IV. “Semiotic Expression” is the Linguistic Expression of the Essence of Art

    Into the 1990s, the modern transition of China’s various art forms was growing inevitable. Chinese modern art was thriving, but also chaotic. Chinese artists, especially second and third generation artists such as Du Yongqiao who had just escaped from Western classical realism, were now facing new conundrums or choices.

    When Western modernism first began, quite a few people held that art was whatever self-expression the artist desired, and that there was no need to care about the perceptions of others, much less the unique advantages of various expressive forms, believing that this was the true metaphysical stance towards art, the path to "freedom” and “profundity” in art. This misconception led to two extremes in art research:

    The first, regarding appreciation and criticism of art, turned people’s sights beyond art to the emotional experience, background and even status of the artist, rather than the artworks themselves. Some historians have gone as far as to declare that “there is no art, only artists.” (As the author re-releases this essay, this idea is even more widespread in the Chinese art market. People look only at the painter, not the paintings.)

◆ ◆ ◆ ◆

* Short task 1
List every word or phrase that appears inside quotation marks in the essay on Chinese modern art.
* Short task 2
Continue the essay on Chinese modern art from the point where it stops.
The data that follows is not needed for anything here.

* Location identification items
◆ ◆ ◆ ◆

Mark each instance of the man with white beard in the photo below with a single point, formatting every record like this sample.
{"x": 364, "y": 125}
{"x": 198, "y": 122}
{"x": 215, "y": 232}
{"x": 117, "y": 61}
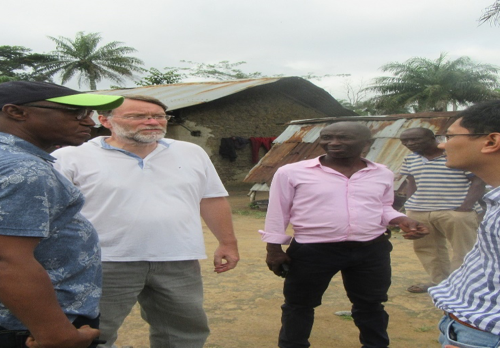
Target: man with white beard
{"x": 144, "y": 195}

◆ ◆ ◆ ◆

* Expected output 1
- Semiotic Expression
- freedom
- profundity
- there is no art, only artists.

* Expected output 2
     The second, regarding artistic creation, led artists to focus their attention on the quest for novel, strange, extreme, even misanthropic emotions to fabricate a “self,” rather than on the exploration of linguistic structures and signs to correspond to the structures of their emotions. Such emotions, no matter how “profound” the artists declared them to be, were unable to attain “depth of expression” due to the loss of corresponding semiotic language. This view was roundly shot down by mid-century by structuralist linguistics, semiotics and phenomenology, which overturned this theory from its very roots. Sadly, many so called contemporary artists  have ended up retracing the discarded path of what the likes of Xu Beihong once called “advanced culture,” and promoted so called “personal catharsis,” something already roundly discredited, as the fashionable theory. Precisely because they overlooked the value of semiotic language at the heart of art, or perhaps never understood it, or perhaps understood it but were powerless, they ended up as laughingstocks.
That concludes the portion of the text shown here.